• Work item
Give back exactly the lines from the one holding "Target: green foliage" to the last line of the entries, both included, and nothing more.

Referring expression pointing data
########################################
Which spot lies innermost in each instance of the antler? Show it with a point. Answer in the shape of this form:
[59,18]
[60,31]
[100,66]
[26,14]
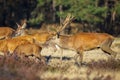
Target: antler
[67,20]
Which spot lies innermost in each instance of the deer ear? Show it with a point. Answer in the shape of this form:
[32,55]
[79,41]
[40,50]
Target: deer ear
[58,34]
[18,25]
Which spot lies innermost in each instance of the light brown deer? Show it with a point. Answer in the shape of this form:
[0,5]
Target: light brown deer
[81,42]
[7,32]
[9,45]
[29,49]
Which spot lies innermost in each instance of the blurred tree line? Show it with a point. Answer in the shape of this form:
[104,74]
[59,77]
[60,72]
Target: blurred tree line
[102,14]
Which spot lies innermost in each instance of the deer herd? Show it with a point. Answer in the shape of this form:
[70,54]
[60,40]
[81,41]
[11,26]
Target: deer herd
[18,42]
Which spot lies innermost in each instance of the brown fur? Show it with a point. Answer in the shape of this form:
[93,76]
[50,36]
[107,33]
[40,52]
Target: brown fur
[28,50]
[81,42]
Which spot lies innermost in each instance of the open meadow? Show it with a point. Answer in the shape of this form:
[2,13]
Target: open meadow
[96,66]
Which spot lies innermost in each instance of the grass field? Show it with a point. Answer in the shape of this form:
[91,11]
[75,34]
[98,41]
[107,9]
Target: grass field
[97,66]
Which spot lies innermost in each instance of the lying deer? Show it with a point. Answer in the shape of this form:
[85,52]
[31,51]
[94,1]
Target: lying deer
[7,32]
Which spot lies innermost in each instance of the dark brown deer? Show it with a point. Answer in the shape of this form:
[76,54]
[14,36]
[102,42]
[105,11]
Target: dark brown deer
[81,42]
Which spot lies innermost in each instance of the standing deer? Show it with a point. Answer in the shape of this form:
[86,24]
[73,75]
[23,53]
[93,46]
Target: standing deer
[81,42]
[29,49]
[7,32]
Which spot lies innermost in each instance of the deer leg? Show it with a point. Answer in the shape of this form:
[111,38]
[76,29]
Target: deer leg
[105,46]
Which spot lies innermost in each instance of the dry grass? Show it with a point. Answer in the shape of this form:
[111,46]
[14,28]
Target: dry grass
[14,68]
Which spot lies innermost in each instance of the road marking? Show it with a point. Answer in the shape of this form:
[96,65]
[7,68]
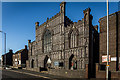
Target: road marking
[32,74]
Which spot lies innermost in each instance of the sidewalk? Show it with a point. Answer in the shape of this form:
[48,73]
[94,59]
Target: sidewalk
[50,76]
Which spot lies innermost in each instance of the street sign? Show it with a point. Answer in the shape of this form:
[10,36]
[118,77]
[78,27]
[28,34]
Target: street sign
[113,58]
[104,58]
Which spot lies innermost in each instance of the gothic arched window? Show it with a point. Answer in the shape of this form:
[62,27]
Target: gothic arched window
[47,41]
[73,39]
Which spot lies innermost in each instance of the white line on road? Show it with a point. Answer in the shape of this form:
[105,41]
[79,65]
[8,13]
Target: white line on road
[32,74]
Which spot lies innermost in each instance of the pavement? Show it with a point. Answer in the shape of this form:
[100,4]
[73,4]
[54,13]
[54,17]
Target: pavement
[22,74]
[27,74]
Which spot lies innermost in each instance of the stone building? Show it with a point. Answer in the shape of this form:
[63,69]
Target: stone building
[20,57]
[114,46]
[64,47]
[7,58]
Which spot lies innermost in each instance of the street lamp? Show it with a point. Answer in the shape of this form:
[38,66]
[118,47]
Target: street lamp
[107,66]
[4,44]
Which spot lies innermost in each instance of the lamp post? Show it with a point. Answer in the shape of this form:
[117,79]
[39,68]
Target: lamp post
[4,44]
[107,66]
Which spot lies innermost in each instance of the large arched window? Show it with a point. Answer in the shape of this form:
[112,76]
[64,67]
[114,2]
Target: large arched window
[73,39]
[47,41]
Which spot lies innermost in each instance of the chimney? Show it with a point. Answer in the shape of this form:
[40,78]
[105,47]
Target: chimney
[37,25]
[10,50]
[29,41]
[25,46]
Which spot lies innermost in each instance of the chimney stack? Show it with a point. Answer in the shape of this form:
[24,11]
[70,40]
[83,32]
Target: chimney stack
[37,25]
[25,46]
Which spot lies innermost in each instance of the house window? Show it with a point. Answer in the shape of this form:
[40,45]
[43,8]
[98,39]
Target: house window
[47,41]
[73,40]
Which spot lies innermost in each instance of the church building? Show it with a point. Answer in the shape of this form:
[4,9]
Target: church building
[63,47]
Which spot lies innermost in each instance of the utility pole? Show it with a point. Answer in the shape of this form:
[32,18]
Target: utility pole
[107,66]
[4,45]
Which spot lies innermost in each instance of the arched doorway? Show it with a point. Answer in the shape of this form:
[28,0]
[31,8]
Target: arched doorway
[72,62]
[32,63]
[45,62]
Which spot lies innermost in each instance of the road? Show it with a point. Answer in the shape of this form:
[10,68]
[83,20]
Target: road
[13,75]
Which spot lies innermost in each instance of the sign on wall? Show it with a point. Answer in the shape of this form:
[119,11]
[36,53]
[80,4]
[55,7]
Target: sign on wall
[104,58]
[113,58]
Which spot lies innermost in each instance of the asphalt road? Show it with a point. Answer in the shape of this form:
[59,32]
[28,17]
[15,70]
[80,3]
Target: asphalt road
[11,75]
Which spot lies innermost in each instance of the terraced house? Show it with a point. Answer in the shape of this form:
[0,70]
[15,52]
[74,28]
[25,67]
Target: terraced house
[64,47]
[20,57]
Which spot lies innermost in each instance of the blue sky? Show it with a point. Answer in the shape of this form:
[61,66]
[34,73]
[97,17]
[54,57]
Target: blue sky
[18,18]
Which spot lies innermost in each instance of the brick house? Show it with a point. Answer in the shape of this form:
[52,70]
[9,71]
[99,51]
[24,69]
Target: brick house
[7,58]
[20,57]
[64,47]
[114,46]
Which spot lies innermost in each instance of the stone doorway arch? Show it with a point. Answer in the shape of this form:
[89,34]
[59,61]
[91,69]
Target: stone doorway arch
[45,62]
[32,63]
[72,62]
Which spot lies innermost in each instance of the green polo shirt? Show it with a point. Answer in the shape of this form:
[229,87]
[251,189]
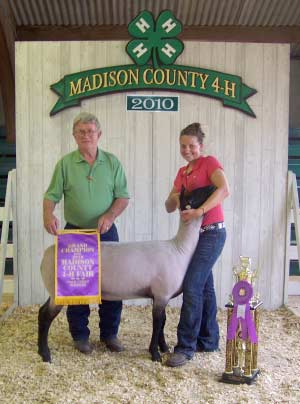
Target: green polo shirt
[88,191]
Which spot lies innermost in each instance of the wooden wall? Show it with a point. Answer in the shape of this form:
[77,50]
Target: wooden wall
[253,152]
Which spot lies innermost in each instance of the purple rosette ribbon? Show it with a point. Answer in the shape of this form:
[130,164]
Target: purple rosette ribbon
[241,315]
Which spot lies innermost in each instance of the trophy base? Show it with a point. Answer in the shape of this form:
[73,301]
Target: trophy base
[235,379]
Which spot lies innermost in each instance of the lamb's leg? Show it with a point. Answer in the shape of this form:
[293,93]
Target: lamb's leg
[161,338]
[158,312]
[47,314]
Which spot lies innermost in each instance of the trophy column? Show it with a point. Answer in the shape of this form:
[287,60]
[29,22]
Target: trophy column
[242,328]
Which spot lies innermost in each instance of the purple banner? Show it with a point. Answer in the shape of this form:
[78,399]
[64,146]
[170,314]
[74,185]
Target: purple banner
[77,268]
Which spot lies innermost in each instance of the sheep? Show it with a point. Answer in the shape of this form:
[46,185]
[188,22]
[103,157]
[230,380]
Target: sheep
[131,270]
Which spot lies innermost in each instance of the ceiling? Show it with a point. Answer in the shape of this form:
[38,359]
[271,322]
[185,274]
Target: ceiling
[281,18]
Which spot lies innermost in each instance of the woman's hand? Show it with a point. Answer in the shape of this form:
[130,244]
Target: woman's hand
[172,203]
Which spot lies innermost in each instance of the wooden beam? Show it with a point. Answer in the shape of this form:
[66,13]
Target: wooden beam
[7,84]
[199,33]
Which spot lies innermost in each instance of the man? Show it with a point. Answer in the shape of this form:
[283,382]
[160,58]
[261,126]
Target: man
[94,187]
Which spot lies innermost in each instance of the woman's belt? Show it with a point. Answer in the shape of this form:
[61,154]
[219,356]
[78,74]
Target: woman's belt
[213,226]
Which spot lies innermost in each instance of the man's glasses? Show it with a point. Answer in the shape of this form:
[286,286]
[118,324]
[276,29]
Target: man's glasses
[82,132]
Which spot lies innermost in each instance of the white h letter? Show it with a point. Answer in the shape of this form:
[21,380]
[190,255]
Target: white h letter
[142,25]
[168,26]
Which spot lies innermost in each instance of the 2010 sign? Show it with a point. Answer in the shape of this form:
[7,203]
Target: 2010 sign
[152,103]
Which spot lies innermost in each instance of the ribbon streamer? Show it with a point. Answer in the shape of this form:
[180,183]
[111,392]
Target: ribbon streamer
[242,293]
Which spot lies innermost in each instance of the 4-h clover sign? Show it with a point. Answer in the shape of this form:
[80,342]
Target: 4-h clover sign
[153,49]
[156,40]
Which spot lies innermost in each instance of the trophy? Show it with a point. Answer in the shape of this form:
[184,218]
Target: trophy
[242,327]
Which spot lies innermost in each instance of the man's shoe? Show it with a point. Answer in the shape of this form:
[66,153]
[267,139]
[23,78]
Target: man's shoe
[177,359]
[201,349]
[113,344]
[83,346]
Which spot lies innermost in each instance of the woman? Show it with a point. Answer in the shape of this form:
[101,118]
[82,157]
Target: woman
[198,329]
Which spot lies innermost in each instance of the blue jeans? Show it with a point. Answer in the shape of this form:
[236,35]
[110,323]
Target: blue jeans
[109,311]
[198,318]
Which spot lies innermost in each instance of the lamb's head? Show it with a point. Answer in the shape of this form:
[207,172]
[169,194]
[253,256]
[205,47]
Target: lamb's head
[188,234]
[195,198]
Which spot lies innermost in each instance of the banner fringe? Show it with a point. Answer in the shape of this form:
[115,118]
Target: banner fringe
[69,301]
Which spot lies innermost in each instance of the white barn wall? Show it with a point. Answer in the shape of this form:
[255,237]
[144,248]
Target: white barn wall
[252,151]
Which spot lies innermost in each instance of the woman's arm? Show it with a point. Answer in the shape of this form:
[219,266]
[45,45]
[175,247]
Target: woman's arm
[219,179]
[172,202]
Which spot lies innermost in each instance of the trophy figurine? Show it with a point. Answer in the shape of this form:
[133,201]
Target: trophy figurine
[242,327]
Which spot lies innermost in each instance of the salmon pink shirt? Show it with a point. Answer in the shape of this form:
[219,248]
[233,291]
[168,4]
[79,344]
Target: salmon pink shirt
[200,177]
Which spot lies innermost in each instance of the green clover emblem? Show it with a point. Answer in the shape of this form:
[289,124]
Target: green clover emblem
[156,40]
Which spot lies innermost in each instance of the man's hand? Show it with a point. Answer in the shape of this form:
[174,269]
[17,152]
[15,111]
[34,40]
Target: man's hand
[51,223]
[105,222]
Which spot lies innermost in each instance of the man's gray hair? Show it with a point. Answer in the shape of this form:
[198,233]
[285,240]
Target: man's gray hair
[86,117]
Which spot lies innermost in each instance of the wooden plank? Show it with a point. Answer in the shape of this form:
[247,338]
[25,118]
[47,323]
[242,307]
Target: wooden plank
[7,85]
[266,168]
[280,167]
[4,232]
[24,149]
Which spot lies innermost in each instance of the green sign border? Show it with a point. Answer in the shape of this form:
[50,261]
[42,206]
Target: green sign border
[75,87]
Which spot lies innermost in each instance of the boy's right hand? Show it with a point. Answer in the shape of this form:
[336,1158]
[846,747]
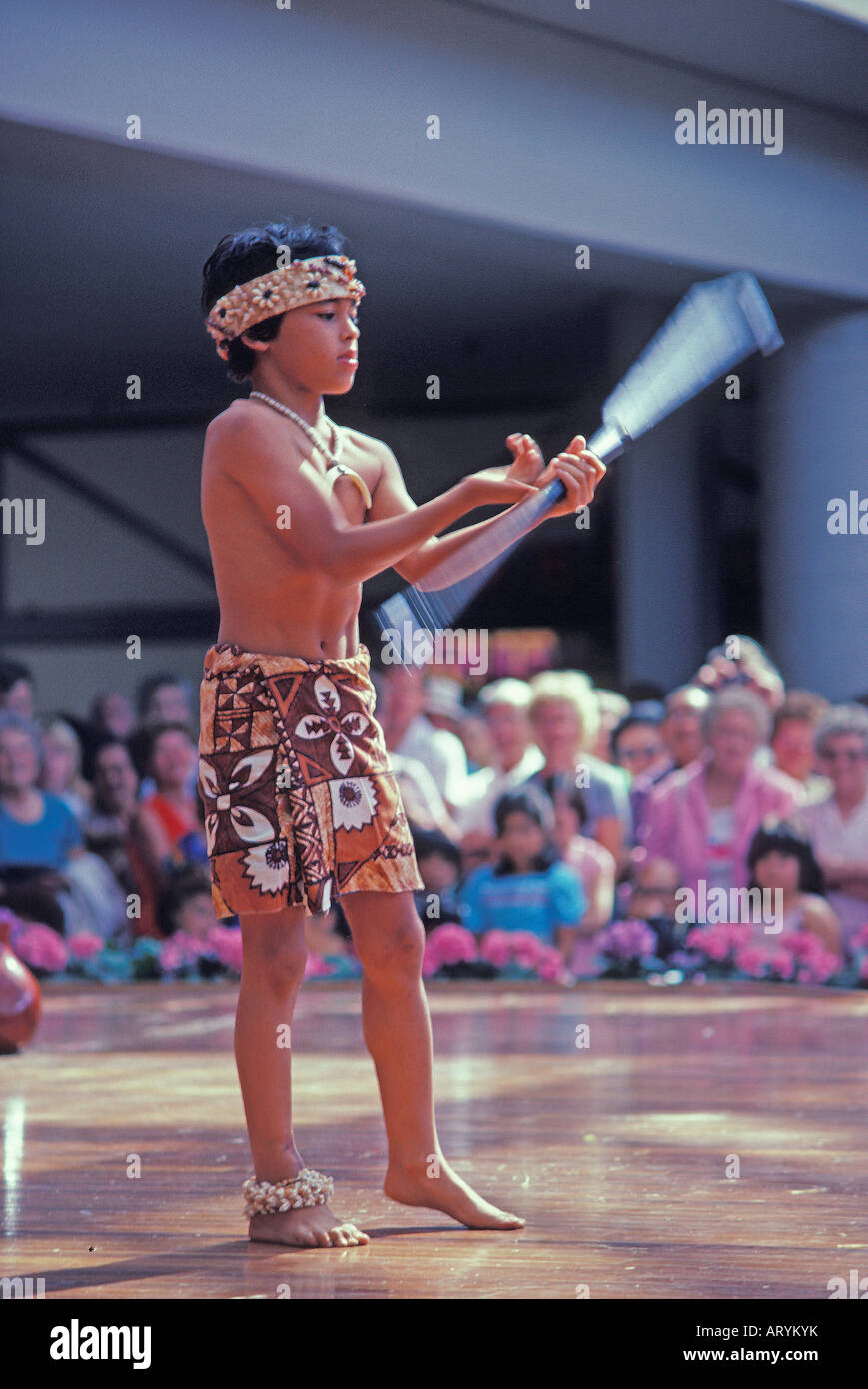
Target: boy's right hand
[490,487]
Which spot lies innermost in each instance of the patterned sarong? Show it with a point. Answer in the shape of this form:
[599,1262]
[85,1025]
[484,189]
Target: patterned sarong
[301,803]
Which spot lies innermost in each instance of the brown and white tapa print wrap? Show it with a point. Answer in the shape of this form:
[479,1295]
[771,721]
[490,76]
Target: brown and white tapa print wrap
[299,798]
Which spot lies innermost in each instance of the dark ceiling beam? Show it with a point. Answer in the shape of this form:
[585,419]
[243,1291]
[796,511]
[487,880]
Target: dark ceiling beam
[100,624]
[128,517]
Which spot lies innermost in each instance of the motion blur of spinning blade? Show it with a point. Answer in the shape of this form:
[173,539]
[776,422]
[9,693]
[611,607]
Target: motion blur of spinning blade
[715,325]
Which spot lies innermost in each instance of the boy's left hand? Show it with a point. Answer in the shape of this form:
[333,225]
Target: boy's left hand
[528,462]
[578,469]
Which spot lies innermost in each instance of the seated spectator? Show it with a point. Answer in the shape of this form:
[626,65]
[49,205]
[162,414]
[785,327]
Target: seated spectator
[792,741]
[41,842]
[61,766]
[111,714]
[423,803]
[410,733]
[110,830]
[564,716]
[166,698]
[781,860]
[740,660]
[36,828]
[593,864]
[15,688]
[439,864]
[514,754]
[838,826]
[612,708]
[704,817]
[167,817]
[185,903]
[526,887]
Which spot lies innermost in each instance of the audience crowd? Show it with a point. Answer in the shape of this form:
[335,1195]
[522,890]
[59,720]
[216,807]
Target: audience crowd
[540,807]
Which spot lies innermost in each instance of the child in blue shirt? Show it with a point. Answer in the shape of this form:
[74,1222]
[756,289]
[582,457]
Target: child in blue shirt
[528,887]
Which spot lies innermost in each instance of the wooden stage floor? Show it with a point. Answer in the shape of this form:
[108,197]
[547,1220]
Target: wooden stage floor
[615,1153]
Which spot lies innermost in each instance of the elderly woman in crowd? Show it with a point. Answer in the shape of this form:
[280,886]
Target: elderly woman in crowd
[703,818]
[793,741]
[838,825]
[565,722]
[514,755]
[41,840]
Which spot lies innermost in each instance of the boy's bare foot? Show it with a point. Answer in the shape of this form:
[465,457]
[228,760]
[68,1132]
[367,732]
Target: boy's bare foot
[446,1192]
[312,1227]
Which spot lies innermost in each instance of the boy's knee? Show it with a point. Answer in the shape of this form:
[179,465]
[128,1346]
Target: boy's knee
[396,949]
[275,951]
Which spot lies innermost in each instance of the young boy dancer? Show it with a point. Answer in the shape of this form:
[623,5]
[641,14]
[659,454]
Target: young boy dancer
[301,804]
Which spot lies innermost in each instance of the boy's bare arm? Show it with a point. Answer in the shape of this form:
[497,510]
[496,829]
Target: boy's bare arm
[391,499]
[277,476]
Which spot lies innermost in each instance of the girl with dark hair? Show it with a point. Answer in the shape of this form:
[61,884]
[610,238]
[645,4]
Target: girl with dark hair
[781,858]
[526,887]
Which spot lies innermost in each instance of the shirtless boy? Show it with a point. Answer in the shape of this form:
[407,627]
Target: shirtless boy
[301,803]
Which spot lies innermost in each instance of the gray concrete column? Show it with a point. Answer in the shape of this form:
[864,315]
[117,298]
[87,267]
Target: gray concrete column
[657,531]
[815,434]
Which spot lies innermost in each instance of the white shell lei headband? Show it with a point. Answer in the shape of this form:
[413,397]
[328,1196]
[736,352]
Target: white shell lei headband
[301,282]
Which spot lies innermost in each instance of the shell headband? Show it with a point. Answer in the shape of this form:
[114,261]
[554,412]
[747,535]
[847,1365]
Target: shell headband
[299,282]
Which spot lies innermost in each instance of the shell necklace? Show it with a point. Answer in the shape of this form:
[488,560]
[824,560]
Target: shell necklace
[333,455]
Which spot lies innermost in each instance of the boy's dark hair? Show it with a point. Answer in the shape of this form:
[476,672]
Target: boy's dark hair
[155,683]
[150,735]
[242,256]
[430,842]
[13,672]
[562,787]
[783,837]
[533,803]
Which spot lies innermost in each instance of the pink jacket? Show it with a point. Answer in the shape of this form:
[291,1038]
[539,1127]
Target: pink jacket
[676,817]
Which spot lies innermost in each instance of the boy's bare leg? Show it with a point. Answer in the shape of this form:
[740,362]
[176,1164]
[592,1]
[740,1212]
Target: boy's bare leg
[390,940]
[274,956]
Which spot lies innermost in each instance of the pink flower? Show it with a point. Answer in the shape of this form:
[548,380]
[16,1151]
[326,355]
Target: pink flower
[526,949]
[181,950]
[550,964]
[818,967]
[84,944]
[496,947]
[431,960]
[227,944]
[782,962]
[42,947]
[753,960]
[861,936]
[452,943]
[712,940]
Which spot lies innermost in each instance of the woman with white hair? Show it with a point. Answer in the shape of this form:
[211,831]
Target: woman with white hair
[514,754]
[704,817]
[565,722]
[838,825]
[61,766]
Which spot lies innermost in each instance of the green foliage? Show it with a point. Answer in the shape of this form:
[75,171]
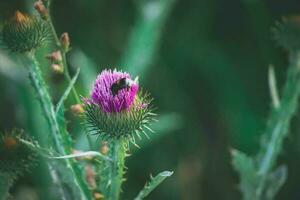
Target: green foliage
[287,33]
[16,157]
[257,179]
[123,124]
[24,33]
[153,183]
[60,137]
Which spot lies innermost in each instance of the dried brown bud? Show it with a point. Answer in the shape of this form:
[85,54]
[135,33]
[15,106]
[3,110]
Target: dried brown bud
[90,176]
[40,7]
[98,196]
[55,57]
[65,41]
[104,148]
[77,109]
[57,68]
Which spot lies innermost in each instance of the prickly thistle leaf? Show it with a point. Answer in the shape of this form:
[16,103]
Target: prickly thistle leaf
[24,33]
[15,156]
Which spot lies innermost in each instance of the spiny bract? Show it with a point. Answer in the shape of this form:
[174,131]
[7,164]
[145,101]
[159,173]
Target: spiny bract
[125,114]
########################################
• Result
Target: green foliage
[287,33]
[16,157]
[257,179]
[123,124]
[24,33]
[153,183]
[60,137]
Which spot lies innermost in each instance of the dried brown bud? Show it with a point. Answer in the shape of this form:
[85,54]
[135,33]
[15,106]
[3,110]
Target: dried brown bud
[90,176]
[40,7]
[98,196]
[55,57]
[65,41]
[104,148]
[77,109]
[57,68]
Which spot lies innermost in each instance of the prickly thistle leaf? Show it with a point. Answer in the shape of this form:
[16,103]
Target: prickly thistle leaf
[24,33]
[15,156]
Which spot lies innermost in each instance of the spiny bract? Show it with a point. Answer in the shape of this form:
[174,131]
[7,164]
[145,101]
[159,173]
Target: spiny bract
[125,114]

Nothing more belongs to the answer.